=== Given records ===
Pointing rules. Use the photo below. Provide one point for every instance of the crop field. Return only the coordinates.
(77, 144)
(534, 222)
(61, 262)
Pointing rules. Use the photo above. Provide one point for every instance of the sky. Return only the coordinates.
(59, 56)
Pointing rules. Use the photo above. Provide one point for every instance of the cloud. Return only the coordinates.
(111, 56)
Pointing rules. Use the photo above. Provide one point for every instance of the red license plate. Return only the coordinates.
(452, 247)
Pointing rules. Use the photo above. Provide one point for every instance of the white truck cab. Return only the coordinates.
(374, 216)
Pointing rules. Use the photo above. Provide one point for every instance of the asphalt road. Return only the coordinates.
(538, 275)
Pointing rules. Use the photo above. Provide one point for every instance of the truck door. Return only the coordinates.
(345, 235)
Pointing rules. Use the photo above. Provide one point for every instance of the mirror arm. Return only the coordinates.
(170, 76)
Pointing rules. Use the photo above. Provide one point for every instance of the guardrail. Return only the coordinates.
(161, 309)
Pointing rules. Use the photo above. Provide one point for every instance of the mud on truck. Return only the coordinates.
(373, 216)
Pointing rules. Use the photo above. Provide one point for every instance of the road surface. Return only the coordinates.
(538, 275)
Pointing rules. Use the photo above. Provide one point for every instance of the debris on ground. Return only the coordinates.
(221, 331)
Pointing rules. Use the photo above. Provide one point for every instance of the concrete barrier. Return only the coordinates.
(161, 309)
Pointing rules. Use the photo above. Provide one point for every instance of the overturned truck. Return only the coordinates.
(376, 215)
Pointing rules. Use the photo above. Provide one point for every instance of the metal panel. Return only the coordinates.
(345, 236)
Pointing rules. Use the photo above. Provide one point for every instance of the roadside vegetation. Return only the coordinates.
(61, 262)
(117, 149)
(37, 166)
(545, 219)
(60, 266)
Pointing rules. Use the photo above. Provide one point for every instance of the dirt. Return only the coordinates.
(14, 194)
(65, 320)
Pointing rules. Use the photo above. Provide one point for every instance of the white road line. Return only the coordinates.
===
■ What needs to be done ■
Rewrite every line from the one containing "surface. Return only the coordinates." through the end of the rows, requests included, and shift each coordinate in the answers by -58.

■ Worked solution ■
Pointing rules. Use the photo above. Provide one point for every instance of the road surface. Return only the coordinates.
(480, 217)
Pointing rules. Use the photo above. Provide one point for every instance of the debris on ground. Return only the coordinates.
(163, 273)
Pointing rules. Use the photo above. Provide one point for every instance of the concrete barrier. Return only the coordinates.
(103, 251)
Pointing rules. Use the photo above. Provide one point for every instance of the overturned truck. Return only the coordinates.
(318, 157)
Pointing rules. Use the photo above. Provide one point for every instance of the metal panel. Return only the coordinates.
(287, 178)
Pointing rules. Use the photo above. Provide one point for every instance of the roadside vegetation. Return only the coordinates.
(3, 204)
(59, 91)
(-21, 108)
(487, 161)
(2, 208)
Pointing rules. Use the photo above. Provide one point for every instance of the dirt. Return only the coordinates.
(-44, 136)
(7, 262)
Pointing rules. Use the photo above. Provide one point for every instance of the white road line. Return only the coordinates.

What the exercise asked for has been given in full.